» **DOCUMENT SEGMENT**:
##########
Sunday, August 07, 2005

Imagine...

...playing at the Proms for the first time.

Philippe Graffin is doing this on Tuesday. Full details here.

How anyone tackles such a task is simply beyond me. I found it quite scarey enough playing to a nice little roomful of 50 people at the Elgar Birthplace Museum. The Royal Albert Hall can take around 6,000 on a good night. And this should be a good night: the BBC Concert Orchestra in a rather original all-British programme. Philippe plays the Samuel Coleridge-Taylor concerto, which is many decades overdue for a Proms performance. Here's my article from Friday's Indy about "SCT" - there's also a link on the left to my liner notes for his recording on Avie. This is not a dusty rarity. It's a wonderful, wonderful piece. If you're in London, come and cheer him on!

Thursday, August 04, 2005

Ooh la la!

Back from Nice, which lived up to its name. Didn't get much proof-reading done...

Speaking of France, now I'm reading up about Sacha Guitry, for reasons which I'll explain in due course. I'd be very interested to hear from anyone who knows anything more about the following: it seems that this 'French Noel Coward' (should one add 'heterosexual French Noel Coward'?!?) wrote a number of 'comedies musicales' with Andre Messager, the conductor, opera house director and much-underrated composer who as a youth shared a flat with my beloved Monsieur Gabriel in Paris - they'd been students together at the Niedermeyer School and later joined forces to write the most glorious piano duet skit on Wagner's Ring Cycle entitled 'Souvernirs de Bayreuth' (hear it and die laughing!).

One of Messager's last works was a comedy, with Guitry's words, entitled 'Deburau'. It is dedicated to the memory of Gabriel Faure.
##########
» **DIRECTIVE 1**: Output the passage of the blog post from "Philippe Graffin is" up to and including "much proof-reading done...", word for word.

[Recorded data]
##########
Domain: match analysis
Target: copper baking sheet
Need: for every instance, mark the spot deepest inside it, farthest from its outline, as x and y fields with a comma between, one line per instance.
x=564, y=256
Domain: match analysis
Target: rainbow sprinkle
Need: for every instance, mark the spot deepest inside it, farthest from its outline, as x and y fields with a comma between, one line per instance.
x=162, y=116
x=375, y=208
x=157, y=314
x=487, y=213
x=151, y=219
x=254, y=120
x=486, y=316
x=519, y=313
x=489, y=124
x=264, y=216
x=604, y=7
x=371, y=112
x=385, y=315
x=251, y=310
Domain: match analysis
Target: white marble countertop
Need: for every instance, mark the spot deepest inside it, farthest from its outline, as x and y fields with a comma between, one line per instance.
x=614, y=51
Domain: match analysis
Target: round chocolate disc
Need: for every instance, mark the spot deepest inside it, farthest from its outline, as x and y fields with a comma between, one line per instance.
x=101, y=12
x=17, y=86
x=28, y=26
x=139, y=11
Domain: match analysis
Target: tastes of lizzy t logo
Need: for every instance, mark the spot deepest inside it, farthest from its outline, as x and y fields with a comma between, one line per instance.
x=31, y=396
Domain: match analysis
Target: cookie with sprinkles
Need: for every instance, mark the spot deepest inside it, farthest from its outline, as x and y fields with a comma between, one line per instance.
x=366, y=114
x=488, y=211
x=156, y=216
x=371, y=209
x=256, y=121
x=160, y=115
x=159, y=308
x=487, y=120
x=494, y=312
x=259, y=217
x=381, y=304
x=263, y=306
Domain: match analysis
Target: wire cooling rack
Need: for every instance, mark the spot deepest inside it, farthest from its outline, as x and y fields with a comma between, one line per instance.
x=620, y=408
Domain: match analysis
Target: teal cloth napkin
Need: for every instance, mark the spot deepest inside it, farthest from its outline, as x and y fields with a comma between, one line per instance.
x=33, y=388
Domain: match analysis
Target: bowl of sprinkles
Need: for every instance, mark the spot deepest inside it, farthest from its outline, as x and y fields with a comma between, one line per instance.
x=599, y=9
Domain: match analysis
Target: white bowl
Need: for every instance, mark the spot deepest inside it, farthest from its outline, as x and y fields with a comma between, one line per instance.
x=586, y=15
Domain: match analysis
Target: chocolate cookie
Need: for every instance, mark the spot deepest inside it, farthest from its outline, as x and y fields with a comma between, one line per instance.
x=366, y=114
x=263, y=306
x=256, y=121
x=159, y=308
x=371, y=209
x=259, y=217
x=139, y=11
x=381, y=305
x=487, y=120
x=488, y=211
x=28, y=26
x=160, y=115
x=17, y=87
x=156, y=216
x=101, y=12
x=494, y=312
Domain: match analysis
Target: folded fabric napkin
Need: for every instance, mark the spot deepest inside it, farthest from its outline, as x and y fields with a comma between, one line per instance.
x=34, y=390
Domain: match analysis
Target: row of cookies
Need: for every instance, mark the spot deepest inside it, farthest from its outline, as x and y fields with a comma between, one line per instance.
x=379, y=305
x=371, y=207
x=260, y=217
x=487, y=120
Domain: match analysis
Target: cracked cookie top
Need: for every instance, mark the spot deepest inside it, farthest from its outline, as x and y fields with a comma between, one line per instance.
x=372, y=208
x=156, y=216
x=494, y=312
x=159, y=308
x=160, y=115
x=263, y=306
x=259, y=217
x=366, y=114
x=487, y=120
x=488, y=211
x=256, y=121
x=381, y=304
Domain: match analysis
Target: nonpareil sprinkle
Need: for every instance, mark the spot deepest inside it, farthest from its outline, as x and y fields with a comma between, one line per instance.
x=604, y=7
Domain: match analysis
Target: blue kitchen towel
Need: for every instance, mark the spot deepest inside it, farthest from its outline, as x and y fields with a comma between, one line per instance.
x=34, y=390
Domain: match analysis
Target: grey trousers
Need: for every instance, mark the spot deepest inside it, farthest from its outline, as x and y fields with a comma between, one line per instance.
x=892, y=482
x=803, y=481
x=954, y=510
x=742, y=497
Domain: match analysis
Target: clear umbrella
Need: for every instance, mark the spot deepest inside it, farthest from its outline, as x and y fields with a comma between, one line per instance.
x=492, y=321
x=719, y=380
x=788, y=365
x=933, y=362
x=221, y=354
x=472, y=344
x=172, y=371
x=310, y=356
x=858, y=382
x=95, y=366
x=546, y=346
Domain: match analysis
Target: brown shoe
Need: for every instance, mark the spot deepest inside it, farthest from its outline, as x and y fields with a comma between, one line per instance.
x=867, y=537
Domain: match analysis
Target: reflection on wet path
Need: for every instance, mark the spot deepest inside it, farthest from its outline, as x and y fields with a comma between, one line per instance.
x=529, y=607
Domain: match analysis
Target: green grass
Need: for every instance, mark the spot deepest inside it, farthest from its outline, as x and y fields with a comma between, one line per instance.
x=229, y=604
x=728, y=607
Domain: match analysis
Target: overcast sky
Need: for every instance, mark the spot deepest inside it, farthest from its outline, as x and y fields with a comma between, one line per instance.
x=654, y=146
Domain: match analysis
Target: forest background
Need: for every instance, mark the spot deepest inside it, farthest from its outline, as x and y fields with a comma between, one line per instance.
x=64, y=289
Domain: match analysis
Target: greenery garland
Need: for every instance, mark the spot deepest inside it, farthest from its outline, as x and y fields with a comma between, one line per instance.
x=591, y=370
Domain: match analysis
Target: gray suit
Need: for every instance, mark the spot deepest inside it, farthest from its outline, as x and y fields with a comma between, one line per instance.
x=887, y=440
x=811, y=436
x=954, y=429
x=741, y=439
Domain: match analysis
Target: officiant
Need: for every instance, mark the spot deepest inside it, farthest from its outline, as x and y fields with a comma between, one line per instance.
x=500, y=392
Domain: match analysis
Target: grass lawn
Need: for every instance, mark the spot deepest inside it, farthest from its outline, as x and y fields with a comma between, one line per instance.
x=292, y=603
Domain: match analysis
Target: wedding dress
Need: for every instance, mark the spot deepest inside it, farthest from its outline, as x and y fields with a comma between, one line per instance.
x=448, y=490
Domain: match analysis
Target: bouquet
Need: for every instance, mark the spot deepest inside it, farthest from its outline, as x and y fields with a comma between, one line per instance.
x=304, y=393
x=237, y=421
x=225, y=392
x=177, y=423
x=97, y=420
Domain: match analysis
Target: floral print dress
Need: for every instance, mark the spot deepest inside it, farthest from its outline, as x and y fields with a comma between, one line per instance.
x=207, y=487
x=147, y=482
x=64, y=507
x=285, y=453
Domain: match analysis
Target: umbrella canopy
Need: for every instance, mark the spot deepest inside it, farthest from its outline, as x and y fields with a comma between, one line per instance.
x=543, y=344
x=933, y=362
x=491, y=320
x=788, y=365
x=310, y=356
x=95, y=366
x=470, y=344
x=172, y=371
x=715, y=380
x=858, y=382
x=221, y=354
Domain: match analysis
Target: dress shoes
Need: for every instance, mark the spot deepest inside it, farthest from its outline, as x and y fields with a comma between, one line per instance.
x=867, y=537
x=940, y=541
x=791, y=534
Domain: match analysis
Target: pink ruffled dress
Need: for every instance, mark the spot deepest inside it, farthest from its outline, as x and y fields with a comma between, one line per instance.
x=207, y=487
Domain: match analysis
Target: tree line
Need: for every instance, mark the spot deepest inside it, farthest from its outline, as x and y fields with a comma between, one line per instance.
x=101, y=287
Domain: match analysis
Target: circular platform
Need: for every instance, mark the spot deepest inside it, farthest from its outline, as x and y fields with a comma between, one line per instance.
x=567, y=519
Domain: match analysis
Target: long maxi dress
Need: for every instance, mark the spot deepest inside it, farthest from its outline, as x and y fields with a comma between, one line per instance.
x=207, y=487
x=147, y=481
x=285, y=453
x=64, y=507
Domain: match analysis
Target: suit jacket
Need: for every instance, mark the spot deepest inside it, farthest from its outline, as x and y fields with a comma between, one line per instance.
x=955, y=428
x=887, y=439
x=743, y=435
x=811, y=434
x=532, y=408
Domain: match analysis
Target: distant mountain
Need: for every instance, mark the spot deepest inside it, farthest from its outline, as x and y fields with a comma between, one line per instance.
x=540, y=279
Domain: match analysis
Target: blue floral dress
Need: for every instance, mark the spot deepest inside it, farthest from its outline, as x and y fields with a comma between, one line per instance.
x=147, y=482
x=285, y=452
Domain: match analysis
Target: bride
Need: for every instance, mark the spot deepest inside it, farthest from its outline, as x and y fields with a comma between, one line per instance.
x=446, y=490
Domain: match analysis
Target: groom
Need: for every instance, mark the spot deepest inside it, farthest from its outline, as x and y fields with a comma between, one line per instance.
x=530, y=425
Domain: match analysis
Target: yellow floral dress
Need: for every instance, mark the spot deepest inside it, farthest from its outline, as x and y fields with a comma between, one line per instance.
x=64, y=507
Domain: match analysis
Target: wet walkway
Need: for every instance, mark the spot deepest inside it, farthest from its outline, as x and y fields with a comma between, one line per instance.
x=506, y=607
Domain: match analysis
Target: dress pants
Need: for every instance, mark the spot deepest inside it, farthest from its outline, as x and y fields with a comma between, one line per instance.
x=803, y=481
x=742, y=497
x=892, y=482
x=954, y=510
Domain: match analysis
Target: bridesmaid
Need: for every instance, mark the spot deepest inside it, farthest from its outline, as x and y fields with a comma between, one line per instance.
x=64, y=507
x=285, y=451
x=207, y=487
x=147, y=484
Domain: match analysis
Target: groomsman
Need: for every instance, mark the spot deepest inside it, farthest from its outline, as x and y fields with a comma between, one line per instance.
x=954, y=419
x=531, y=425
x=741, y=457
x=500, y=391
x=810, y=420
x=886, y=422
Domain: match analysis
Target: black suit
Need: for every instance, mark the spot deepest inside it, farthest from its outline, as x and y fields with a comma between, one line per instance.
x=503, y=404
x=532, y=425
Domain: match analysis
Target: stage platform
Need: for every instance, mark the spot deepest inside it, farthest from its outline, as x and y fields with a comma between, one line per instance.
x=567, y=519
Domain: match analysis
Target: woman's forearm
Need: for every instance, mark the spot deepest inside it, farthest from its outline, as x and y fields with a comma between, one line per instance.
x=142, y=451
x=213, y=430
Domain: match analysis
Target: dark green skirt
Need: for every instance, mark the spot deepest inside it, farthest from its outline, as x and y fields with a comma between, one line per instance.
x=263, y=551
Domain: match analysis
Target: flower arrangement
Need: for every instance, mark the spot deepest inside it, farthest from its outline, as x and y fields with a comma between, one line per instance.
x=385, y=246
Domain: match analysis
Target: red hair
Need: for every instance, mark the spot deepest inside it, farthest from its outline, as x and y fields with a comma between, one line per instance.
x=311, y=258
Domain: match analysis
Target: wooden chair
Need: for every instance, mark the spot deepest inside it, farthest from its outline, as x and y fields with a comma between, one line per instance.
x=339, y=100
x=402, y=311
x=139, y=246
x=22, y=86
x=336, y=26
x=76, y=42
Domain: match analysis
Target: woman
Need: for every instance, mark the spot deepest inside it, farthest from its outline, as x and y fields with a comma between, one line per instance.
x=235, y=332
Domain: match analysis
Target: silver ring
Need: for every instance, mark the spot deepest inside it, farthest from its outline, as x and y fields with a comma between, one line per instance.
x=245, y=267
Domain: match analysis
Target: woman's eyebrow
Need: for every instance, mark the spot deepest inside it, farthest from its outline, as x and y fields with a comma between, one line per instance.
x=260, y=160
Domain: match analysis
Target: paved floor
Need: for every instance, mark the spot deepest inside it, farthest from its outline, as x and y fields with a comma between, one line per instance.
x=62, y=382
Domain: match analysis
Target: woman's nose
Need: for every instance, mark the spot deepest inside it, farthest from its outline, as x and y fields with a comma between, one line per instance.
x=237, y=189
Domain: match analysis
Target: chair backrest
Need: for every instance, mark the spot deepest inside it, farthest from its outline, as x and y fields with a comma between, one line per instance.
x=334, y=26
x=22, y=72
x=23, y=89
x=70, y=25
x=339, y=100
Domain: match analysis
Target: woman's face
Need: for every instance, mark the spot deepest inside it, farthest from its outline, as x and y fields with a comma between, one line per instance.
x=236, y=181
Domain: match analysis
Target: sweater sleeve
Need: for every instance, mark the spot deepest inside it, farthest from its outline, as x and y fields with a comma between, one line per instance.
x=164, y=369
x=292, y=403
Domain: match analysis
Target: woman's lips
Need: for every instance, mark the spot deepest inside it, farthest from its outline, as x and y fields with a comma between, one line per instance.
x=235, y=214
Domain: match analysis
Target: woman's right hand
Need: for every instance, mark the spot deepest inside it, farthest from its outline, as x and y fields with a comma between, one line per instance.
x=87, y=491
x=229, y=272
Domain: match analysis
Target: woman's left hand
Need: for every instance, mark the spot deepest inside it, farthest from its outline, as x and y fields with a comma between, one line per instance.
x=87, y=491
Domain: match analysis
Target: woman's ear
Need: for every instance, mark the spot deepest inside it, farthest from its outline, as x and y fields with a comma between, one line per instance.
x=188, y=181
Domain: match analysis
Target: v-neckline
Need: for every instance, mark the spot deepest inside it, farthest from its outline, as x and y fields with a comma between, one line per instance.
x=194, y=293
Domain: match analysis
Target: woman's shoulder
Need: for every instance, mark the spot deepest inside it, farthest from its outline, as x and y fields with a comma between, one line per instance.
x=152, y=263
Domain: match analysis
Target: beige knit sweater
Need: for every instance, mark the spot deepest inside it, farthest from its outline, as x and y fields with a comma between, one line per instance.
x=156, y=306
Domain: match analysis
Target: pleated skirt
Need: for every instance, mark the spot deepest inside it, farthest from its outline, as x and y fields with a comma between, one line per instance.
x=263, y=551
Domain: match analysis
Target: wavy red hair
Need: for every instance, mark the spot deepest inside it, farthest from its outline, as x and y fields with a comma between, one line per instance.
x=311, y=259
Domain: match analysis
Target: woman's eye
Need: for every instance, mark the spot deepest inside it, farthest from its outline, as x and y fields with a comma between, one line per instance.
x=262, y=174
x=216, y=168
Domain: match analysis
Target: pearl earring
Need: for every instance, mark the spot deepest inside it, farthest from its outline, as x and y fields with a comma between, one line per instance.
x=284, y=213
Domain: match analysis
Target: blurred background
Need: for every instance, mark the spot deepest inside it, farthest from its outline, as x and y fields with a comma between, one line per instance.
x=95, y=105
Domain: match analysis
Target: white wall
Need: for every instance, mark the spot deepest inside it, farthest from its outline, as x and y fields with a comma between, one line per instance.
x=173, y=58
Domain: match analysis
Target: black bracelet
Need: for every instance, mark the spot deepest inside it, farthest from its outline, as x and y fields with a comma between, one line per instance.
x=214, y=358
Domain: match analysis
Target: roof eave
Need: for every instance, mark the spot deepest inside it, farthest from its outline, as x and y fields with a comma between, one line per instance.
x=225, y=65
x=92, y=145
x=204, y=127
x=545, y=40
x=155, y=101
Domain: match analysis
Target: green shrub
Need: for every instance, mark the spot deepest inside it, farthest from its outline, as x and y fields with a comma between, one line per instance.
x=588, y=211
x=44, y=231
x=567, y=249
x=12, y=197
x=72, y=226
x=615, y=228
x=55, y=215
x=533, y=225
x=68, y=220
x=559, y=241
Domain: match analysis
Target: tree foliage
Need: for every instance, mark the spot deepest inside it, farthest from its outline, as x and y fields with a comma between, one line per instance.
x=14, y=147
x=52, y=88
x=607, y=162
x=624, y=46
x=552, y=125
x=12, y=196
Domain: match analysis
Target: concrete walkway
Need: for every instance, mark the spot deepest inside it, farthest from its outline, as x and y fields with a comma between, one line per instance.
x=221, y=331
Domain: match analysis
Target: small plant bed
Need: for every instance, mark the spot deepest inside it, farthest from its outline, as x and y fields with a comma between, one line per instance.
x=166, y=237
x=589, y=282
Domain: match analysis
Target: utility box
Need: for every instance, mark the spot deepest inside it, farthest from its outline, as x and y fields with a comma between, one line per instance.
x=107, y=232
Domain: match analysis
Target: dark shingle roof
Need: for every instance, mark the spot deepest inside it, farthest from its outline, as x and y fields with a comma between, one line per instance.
##########
» **DIRECTIVE 2**: Return the records verbatim, starting at their first line and continuing up to and including the line with "x=620, y=408".

» **FINAL ANSWER 1**:
Philippe Graffin is doing this on Tuesday. Full details here.

How anyone tackles such a task is simply beyond me. I found it quite scarey enough playing to a nice little roomful of 50 people at the Elgar Birthplace Museum. The Royal Albert Hall can take around 6,000 on a good night. And this should be a good night: the BBC Concert Orchestra in a rather original all-British programme. Philippe plays the Samuel Coleridge-Taylor concerto, which is many decades overdue for a Proms performance. Here's my article from Friday's Indy about "SCT" - there's also a link on the left to my liner notes for his recording on Avie. This is not a dusty rarity. It's a wonderful, wonderful piece. If you're in London, come and cheer him on!

Thursday, August 04, 2005

Ooh la la!

Back from Nice, which lived up to its name. Didn't get much proof-reading done...

» **FINAL ANSWER 2**:
Domain: match analysis
Target: copper baking sheet
Need: for every instance, mark the spot deepest inside it, farthest from its outline, as x and y fields with a comma between, one line per instance.
x=564, y=256
Domain: match analysis
Target: rainbow sprinkle
Need: for every instance, mark the spot deepest inside it, farthest from its outline, as x and y fields with a comma between, one line per instance.
x=162, y=116
x=375, y=208
x=157, y=314
x=487, y=213
x=151, y=219
x=254, y=120
x=486, y=316
x=519, y=313
x=489, y=124
x=264, y=216
x=604, y=7
x=371, y=112
x=385, y=315
x=251, y=310
Domain: match analysis
Target: white marble countertop
Need: for every instance, mark the spot deepest inside it, farthest from its outline, as x and y fields with a comma between, one line per instance.
x=614, y=51
Domain: match analysis
Target: round chocolate disc
Need: for every instance, mark the spot deepest inside it, farthest from its outline, as x and y fields with a comma between, one line per instance.
x=101, y=12
x=17, y=86
x=28, y=26
x=139, y=11
Domain: match analysis
Target: tastes of lizzy t logo
Need: for every instance, mark the spot deepest inside it, farthest from its outline, as x and y fields with a comma between, one line per instance.
x=31, y=396
Domain: match analysis
Target: cookie with sprinkles
Need: for every instance, mark the spot deepest inside it, farthest from its outline, as x and y fields with a comma between, one line per instance.
x=366, y=114
x=488, y=211
x=156, y=216
x=371, y=209
x=256, y=121
x=160, y=115
x=159, y=308
x=487, y=120
x=494, y=312
x=259, y=217
x=381, y=304
x=263, y=306
Domain: match analysis
Target: wire cooling rack
Need: for every instance, mark the spot deepest inside it, farthest from its outline, as x and y fields with a comma between, one line per instance.
x=620, y=408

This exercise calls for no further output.